-- Start of Provided passage --

- Relational Algebra

Relational Algebra

February 9, 2021

Garcia-Molina/Ullman/Widom: Ch. 2.4, 5.1

The running theme...

Replace [Thing A] with better, but equivalent [Thing B].

How can we tell if [Thing B] is equivalent to [Thing A]?
How can we tell if [Thing B] is better than [Thing A]?

Replace [Query A] with better, but equivalent [Query B].

How can we tell if [Query B] is equivalent to [Query A]?
How can we tell if [Query B] is better than [Query A]?

... but first let's remind ourselves of few definitions.

Relational Data

Relation (Table): A collection of Tuples of Primitive Values; All tuples have the same set of attributes, or schema

Relational Data

Types of relations...

-- End of Provided passage --
-- Start of Listing --

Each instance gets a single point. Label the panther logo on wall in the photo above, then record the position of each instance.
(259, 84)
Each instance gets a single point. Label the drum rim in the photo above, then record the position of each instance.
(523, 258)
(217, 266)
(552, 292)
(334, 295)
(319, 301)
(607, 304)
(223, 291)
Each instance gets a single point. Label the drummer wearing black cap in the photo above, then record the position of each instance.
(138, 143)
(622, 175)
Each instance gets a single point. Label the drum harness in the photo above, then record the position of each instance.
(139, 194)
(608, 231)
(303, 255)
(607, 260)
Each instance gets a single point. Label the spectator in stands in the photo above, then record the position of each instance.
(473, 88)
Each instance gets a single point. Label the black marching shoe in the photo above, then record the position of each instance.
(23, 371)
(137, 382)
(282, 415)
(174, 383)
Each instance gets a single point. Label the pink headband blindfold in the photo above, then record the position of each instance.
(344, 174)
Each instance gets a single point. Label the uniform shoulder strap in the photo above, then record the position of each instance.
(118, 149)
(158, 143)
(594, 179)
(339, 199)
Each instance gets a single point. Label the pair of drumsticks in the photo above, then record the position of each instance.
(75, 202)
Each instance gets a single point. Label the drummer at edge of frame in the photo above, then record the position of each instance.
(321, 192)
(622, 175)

-- End of Listing --
-- Start of Listing --

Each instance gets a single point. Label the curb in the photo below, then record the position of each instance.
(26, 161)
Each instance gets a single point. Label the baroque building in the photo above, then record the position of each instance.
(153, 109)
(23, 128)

-- End of Listing --
-- Start of Listing --

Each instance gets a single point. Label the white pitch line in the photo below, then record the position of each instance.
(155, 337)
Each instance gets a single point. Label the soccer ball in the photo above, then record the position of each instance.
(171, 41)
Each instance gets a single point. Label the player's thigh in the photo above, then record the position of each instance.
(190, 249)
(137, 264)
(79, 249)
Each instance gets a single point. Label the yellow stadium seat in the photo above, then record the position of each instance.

-- End of Listing --

--- Goal ---
According to the relational algebra notes, what do all tuples in a relation have in common? You can skip the lines of data.

--- Answer ---
All tuples have the same set of attributes, or schema.